[[ DATA EXCERPTS, beginning ]]
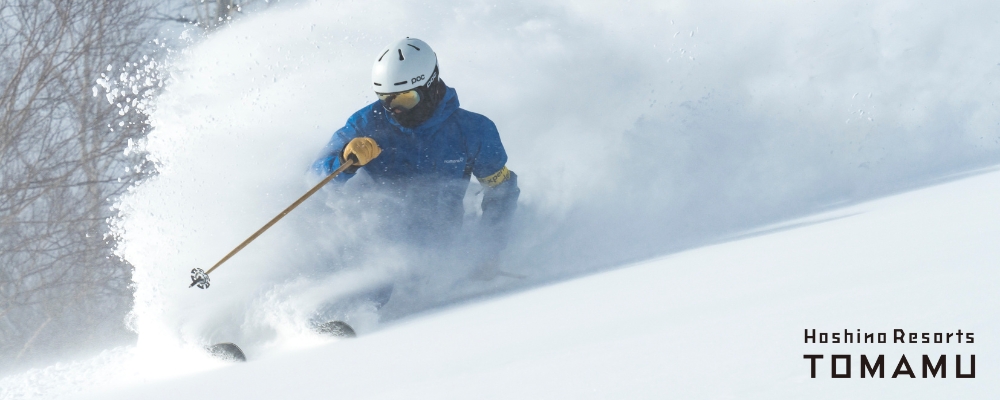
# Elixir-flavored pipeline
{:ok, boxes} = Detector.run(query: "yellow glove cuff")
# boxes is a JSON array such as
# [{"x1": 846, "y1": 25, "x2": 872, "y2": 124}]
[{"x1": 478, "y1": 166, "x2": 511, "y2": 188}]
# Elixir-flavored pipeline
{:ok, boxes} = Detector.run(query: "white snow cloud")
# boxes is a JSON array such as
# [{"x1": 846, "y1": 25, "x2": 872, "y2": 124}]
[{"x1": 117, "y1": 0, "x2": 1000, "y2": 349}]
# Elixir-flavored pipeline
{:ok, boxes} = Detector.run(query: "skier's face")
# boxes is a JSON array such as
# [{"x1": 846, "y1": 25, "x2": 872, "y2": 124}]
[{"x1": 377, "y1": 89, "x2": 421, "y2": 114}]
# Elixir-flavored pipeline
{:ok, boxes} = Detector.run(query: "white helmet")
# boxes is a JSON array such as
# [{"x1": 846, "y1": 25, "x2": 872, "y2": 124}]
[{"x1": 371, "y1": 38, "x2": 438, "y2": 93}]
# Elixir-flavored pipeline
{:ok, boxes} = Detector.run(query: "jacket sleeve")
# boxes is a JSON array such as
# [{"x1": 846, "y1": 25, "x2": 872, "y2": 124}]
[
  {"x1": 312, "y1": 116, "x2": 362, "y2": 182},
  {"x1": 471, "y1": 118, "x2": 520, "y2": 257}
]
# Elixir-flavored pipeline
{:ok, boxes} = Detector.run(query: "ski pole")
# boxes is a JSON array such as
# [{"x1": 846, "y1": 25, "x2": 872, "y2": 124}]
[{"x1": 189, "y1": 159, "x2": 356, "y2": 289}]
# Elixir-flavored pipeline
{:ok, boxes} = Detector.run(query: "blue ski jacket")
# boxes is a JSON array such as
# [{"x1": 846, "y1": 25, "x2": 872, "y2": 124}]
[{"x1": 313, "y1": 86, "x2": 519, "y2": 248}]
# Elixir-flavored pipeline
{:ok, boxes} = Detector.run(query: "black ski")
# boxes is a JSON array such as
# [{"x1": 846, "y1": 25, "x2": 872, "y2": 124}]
[[ DATA EXCERPTS, end ]]
■ EXERCISE INSTRUCTIONS
I would like the data above transcribed exactly, with its pictures left out.

■ RESPONSE TO THE EXERCISE
# Elixir-flavored pipeline
{:ok, boxes} = Detector.run(query: "yellow glove cuff")
# boxes is a JSON array such as
# [{"x1": 846, "y1": 25, "x2": 872, "y2": 124}]
[{"x1": 478, "y1": 166, "x2": 511, "y2": 188}]
# Elixir-flavored pipeline
{:ok, boxes} = Detector.run(query: "white snow cloud")
# boxes is a JSON array such as
# [{"x1": 846, "y1": 25, "x2": 872, "y2": 124}]
[{"x1": 117, "y1": 0, "x2": 1000, "y2": 349}]
# Elixir-flavored pipeline
{:ok, boxes} = Detector.run(query: "skier's face")
# boxes is a JSON array such as
# [{"x1": 846, "y1": 25, "x2": 872, "y2": 124}]
[{"x1": 377, "y1": 89, "x2": 421, "y2": 114}]
# Elixir-flavored pipeline
{:ok, boxes} = Detector.run(query: "white helmet")
# boxes is a JSON array such as
# [{"x1": 846, "y1": 25, "x2": 872, "y2": 124}]
[{"x1": 371, "y1": 38, "x2": 438, "y2": 93}]
# Elixir-flavored pipeline
{:ok, boxes} = Detector.run(query: "jacket sleeve")
# boxes is a JSON array such as
# [{"x1": 846, "y1": 25, "x2": 872, "y2": 124}]
[
  {"x1": 312, "y1": 116, "x2": 362, "y2": 182},
  {"x1": 471, "y1": 118, "x2": 520, "y2": 257}
]
# Elixir-flavored pipeline
{:ok, boxes} = Detector.run(query: "ski pole")
# boxes is a JSON array such as
# [{"x1": 846, "y1": 25, "x2": 872, "y2": 124}]
[{"x1": 189, "y1": 159, "x2": 356, "y2": 289}]
# Elixir-flavored pipeline
{:ok, boxes} = Detector.run(query: "blue ski jacket")
# boxes is a JSON array such as
# [{"x1": 846, "y1": 25, "x2": 872, "y2": 124}]
[{"x1": 313, "y1": 86, "x2": 519, "y2": 248}]
# Elixir-flavored pipeline
{:ok, boxes} = Detector.run(query: "black ski")
# boxes is a JSON array such as
# [{"x1": 846, "y1": 25, "x2": 872, "y2": 124}]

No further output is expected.